▶ _EXERCISE REQUIREMENTS_
Set down each record below exactly as it stands. Pictures are not part of the copy.
=== INPUT FOR THIS TASK ===
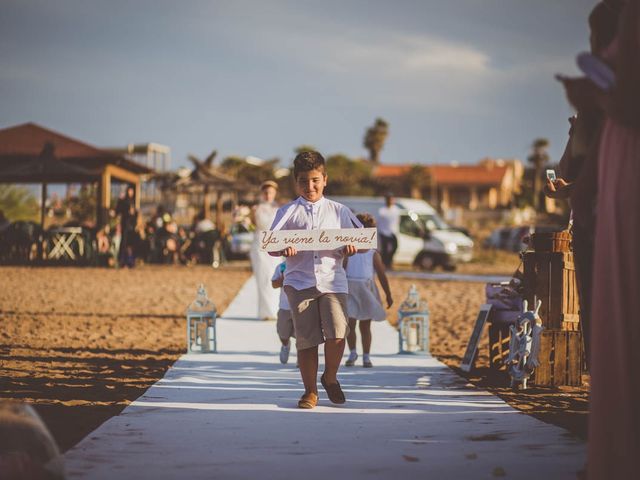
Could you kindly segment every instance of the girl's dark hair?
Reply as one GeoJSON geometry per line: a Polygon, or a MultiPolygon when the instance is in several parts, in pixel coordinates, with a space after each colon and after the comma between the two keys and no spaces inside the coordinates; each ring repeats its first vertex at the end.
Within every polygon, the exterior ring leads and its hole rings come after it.
{"type": "Polygon", "coordinates": [[[318,152],[301,152],[293,160],[293,177],[297,179],[302,172],[311,170],[320,170],[324,174],[324,165],[324,157],[318,152]]]}
{"type": "Polygon", "coordinates": [[[589,28],[595,38],[595,48],[603,50],[609,46],[618,32],[619,8],[615,2],[600,2],[589,14],[589,28]]]}
{"type": "Polygon", "coordinates": [[[365,228],[374,228],[376,226],[376,219],[370,213],[359,213],[356,217],[365,228]]]}

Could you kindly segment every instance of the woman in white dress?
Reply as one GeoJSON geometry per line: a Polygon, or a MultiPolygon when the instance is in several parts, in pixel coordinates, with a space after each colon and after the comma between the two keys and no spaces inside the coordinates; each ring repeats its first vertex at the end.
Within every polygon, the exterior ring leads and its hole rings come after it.
{"type": "Polygon", "coordinates": [[[280,296],[278,290],[271,287],[271,275],[280,259],[272,257],[259,248],[259,232],[269,230],[278,210],[276,194],[278,184],[267,180],[260,185],[260,203],[253,210],[255,236],[251,246],[250,258],[253,275],[258,288],[258,318],[275,320],[278,313],[280,296]]]}

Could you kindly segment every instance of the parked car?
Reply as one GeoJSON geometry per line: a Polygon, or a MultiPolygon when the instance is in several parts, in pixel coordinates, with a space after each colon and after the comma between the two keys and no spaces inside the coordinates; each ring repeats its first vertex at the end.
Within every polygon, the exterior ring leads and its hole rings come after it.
===
▶ _COMPLETED TASK_
Could you kindly segment every instance of the girl's dark hair?
Reply as one GeoJSON geometry per line: a Polygon, or a MultiPolygon when the instance is in several parts, in pixel coordinates, with a space after each colon and after the comma between the two keys and no spaces inside the coordinates; each ring repeats its first vertex at the end.
Within every polygon, the exterior ring leads and its hole rings come after it.
{"type": "Polygon", "coordinates": [[[318,152],[301,152],[293,160],[293,177],[297,179],[302,172],[311,170],[320,170],[324,174],[324,165],[324,157],[318,152]]]}
{"type": "Polygon", "coordinates": [[[589,28],[595,38],[595,48],[603,50],[609,46],[618,32],[619,8],[615,2],[600,2],[589,14],[589,28]]]}
{"type": "Polygon", "coordinates": [[[365,228],[374,228],[376,226],[376,219],[370,213],[359,213],[356,217],[365,228]]]}

Could you kindly segment every instance of the woman in white dress?
Reply as one GeoJSON geometry per line: a Polygon, or a MultiPolygon when the instance is in several parts, in pixel coordinates, with a space after each colon and after the comma between the two keys and no spaces inside the coordinates; each ring repeats its first vertex at the end.
Within every polygon, the exterior ring leads and its hole rings come after it.
{"type": "Polygon", "coordinates": [[[280,296],[278,290],[271,287],[271,275],[280,259],[272,257],[259,248],[259,232],[269,230],[278,210],[276,194],[278,184],[267,180],[260,185],[260,203],[253,210],[255,236],[251,246],[250,258],[253,275],[258,288],[258,318],[275,320],[278,313],[280,296]]]}

Could you kindly segment every instance of the parked car?
Reply as one GeoJSON geometry per line: a Polygon, or a MultiPolygon when the instance is in several parts, in pixel coordinates, with a space after each colon and after the comma between the two keys and no spaces inside the coordinates; each ring repeats its first vertex at the end.
Within every polygon, the exterior ring leads and its hole rings come after it.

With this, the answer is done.